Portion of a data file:
===

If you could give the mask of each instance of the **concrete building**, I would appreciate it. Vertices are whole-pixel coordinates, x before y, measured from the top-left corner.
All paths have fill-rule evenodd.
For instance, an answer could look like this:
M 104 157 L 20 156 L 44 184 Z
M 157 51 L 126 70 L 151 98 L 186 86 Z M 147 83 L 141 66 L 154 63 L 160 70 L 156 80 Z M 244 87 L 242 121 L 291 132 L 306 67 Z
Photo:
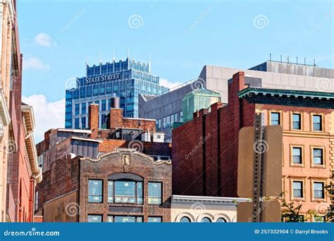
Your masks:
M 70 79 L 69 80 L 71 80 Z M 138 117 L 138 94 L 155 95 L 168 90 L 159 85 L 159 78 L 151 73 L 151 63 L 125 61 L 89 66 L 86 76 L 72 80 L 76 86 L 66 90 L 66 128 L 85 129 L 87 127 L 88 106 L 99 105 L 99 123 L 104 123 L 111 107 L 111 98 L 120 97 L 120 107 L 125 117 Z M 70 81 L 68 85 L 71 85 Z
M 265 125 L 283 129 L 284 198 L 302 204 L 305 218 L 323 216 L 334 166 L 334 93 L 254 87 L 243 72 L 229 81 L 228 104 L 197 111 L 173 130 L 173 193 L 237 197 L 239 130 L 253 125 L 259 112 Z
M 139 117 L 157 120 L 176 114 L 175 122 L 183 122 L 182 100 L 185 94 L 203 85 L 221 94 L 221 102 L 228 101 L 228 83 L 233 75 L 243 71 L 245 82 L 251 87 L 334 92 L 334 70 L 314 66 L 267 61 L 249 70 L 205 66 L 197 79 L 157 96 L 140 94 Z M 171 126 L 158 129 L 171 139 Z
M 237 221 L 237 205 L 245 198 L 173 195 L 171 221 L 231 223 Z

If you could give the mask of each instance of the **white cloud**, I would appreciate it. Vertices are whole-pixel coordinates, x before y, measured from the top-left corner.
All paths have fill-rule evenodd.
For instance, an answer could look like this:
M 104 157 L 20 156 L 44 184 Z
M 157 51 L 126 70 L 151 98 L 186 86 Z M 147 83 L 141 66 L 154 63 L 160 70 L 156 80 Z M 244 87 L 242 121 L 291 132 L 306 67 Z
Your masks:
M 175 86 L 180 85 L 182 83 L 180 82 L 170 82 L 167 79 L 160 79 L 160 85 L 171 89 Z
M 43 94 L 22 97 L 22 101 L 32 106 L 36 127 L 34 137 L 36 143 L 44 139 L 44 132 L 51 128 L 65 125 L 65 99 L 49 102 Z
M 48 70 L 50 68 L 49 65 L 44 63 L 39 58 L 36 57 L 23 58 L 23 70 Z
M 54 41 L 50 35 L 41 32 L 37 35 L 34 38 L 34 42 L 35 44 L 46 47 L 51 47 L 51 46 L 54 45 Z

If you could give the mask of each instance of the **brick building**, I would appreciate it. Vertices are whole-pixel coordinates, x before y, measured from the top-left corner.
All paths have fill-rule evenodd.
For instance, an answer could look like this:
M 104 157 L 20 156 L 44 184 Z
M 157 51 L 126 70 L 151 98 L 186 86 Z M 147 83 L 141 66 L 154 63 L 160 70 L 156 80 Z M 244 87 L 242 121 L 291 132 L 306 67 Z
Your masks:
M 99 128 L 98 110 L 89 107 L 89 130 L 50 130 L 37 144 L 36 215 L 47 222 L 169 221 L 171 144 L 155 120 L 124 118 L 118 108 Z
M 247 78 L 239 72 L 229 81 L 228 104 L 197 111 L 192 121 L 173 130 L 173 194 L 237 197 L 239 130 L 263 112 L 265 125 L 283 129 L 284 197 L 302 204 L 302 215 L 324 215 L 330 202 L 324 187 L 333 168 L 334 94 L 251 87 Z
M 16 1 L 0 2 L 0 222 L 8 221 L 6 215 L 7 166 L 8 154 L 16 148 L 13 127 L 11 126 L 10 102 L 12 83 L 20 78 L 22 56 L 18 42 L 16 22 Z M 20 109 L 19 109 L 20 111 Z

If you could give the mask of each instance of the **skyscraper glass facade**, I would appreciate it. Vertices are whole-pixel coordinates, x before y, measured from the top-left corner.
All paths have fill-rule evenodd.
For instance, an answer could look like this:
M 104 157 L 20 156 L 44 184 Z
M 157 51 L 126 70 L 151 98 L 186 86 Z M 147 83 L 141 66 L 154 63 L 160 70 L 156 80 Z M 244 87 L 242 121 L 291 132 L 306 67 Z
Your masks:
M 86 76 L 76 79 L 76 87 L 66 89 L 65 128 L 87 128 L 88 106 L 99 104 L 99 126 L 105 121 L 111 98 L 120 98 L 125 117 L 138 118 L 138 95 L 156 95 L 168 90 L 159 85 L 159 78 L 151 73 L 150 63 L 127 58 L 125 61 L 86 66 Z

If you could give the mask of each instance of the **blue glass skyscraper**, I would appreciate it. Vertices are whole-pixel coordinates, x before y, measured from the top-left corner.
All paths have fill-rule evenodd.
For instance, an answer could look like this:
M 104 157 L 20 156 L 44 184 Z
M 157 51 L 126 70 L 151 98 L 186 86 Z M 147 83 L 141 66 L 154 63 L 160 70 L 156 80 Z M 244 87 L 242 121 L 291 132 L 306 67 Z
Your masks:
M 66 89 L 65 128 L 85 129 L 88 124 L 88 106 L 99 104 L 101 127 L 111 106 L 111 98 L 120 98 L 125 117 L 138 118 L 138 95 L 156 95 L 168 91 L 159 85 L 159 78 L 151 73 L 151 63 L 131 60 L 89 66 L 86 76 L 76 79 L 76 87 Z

===

▶ **Task statement**: How many lines of the listing contain the string "from"? Case counts. Reply with the number only.

▶ **The reply**: 5